Task to carry out
Locate every line in the entries below that contains the word "branch" and copy each such line.

(Labeled-object pointing entries)
+ + + +
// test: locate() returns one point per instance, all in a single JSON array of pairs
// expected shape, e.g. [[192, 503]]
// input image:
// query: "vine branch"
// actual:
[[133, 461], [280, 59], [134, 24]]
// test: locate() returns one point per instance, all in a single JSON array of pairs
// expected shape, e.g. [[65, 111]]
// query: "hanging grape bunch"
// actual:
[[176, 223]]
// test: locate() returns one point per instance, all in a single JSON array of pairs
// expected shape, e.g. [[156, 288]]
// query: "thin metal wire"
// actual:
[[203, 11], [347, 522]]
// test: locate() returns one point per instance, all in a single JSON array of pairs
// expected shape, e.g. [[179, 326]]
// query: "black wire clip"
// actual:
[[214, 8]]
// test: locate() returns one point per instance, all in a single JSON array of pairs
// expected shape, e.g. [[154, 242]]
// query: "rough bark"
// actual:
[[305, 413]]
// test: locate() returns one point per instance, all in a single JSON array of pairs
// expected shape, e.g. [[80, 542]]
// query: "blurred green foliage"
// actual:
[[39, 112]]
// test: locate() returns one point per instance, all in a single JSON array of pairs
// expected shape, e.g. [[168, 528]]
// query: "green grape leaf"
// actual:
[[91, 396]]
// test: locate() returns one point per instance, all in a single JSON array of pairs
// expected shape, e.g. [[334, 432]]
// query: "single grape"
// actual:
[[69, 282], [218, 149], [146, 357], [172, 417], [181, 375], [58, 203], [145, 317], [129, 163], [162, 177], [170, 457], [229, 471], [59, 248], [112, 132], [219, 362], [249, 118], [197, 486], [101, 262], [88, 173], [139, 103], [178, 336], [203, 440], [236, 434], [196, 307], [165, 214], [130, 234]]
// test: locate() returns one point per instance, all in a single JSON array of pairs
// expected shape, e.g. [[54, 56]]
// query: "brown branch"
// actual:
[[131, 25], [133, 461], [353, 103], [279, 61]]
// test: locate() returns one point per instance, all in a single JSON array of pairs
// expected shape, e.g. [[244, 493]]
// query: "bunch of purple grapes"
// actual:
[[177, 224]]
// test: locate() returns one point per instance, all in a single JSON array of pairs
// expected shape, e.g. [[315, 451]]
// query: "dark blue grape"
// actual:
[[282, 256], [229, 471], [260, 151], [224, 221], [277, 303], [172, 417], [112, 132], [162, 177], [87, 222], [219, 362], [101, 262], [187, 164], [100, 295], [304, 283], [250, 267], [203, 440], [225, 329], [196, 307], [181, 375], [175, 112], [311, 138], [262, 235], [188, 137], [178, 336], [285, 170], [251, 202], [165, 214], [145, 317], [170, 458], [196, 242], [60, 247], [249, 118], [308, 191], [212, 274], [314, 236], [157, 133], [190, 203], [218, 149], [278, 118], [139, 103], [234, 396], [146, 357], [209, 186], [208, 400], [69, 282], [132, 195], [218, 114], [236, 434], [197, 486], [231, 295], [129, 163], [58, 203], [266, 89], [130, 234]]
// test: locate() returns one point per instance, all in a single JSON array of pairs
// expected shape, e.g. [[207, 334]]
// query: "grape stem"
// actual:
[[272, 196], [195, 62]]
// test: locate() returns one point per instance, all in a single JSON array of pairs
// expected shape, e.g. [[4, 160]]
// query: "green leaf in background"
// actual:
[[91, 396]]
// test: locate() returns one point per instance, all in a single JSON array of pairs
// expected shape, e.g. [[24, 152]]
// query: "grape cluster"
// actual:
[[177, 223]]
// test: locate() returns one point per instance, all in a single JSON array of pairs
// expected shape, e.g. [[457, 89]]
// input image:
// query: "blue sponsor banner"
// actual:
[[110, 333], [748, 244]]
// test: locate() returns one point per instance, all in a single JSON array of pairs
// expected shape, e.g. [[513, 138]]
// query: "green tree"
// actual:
+ + + +
Final result
// query: "vine branch"
// query: "brown branch"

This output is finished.